** BEGIN STORED DATA **

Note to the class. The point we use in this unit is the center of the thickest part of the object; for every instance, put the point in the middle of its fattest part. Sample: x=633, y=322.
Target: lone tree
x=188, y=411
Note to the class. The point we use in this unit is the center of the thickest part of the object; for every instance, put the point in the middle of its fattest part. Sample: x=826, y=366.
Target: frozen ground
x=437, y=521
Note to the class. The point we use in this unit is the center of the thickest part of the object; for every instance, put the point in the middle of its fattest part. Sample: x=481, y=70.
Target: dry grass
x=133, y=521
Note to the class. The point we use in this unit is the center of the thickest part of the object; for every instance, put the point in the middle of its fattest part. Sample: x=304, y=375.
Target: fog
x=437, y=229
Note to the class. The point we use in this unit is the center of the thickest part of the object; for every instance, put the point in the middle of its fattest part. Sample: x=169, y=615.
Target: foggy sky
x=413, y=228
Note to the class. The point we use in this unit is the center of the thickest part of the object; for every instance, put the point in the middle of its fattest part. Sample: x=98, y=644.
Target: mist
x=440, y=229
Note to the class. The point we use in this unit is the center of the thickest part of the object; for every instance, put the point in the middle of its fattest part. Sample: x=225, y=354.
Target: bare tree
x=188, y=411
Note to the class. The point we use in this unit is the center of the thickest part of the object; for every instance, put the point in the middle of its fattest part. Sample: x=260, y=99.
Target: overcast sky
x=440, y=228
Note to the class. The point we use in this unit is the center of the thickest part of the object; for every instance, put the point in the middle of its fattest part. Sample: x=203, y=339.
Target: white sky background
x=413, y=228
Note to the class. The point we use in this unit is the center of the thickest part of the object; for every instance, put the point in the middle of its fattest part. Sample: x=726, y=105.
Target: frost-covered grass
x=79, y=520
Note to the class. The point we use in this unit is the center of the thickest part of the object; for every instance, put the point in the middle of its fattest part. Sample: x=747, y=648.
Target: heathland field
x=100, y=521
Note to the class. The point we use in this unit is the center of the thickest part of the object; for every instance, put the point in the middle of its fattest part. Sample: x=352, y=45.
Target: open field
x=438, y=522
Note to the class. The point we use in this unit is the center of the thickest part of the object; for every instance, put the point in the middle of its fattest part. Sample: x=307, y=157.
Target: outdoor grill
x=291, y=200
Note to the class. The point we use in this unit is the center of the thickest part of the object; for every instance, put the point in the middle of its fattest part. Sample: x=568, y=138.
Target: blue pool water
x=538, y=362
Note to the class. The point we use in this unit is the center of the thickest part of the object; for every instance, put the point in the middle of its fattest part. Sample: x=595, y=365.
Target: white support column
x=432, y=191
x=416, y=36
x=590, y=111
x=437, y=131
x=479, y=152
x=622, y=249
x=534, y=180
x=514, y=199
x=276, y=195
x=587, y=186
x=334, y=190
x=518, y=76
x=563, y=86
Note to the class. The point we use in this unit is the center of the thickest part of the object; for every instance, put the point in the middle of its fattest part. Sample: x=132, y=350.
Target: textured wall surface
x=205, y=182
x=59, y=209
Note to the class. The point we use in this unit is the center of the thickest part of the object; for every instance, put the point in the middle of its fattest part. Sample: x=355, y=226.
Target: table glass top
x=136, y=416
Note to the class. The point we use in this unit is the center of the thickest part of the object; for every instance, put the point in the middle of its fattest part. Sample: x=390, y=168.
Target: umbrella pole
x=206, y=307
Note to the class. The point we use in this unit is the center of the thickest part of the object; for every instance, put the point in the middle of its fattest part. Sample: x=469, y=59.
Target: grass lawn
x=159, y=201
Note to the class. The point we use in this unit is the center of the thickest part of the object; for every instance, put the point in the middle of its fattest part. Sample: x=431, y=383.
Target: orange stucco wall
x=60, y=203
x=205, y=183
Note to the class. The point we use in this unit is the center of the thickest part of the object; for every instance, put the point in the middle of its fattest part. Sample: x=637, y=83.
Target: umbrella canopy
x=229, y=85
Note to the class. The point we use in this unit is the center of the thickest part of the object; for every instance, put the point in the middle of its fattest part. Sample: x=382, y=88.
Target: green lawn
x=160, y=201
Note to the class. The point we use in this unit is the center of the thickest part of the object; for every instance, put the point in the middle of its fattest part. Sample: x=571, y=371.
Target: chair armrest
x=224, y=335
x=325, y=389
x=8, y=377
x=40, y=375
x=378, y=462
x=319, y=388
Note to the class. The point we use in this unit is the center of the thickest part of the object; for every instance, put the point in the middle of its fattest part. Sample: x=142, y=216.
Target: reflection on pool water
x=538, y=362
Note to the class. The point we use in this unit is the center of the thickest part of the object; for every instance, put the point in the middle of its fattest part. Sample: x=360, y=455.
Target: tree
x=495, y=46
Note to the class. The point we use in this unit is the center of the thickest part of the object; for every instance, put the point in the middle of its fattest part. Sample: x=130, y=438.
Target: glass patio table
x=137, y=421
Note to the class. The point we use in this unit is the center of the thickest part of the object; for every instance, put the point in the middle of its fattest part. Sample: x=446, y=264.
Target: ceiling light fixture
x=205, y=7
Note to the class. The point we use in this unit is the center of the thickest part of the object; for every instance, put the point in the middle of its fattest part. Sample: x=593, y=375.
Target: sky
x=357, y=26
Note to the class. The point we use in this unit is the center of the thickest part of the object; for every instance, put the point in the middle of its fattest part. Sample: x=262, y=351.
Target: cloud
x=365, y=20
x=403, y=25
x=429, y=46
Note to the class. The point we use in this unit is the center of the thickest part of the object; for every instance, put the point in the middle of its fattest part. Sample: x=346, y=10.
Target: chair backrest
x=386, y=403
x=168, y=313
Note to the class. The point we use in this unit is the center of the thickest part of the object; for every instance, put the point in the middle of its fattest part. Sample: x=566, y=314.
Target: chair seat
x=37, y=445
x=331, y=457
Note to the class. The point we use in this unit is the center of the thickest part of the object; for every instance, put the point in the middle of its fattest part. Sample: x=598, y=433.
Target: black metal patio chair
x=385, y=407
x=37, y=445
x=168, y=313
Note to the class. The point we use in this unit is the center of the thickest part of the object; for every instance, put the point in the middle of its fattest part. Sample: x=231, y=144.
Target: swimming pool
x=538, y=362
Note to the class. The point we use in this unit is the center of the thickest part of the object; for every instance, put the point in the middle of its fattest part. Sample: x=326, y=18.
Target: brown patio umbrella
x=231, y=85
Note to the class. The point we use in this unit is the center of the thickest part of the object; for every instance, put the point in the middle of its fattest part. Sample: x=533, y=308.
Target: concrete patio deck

** END STORED DATA **

_AIM_
Reproduce the records from the line with "Sample: x=225, y=354." up to and including the line with "x=440, y=228", keeping the requests and their sample points unchanged. Scale each coordinate in the answers by 1.15 and round to whole numbers, with halves rounded up.

_REPLY_
Note to the class. The point we use in this unit is the center of the thickest part of the object; for every instance, put the point in the middle of its fattest part. Sample: x=225, y=354.
Target: bare tree
x=216, y=473
Note to the class. The point we use in this unit is the center of the thickest part of the object; for every instance, put the point in the middle of its fattest part. Sample: x=260, y=99.
Target: overcast sky
x=506, y=262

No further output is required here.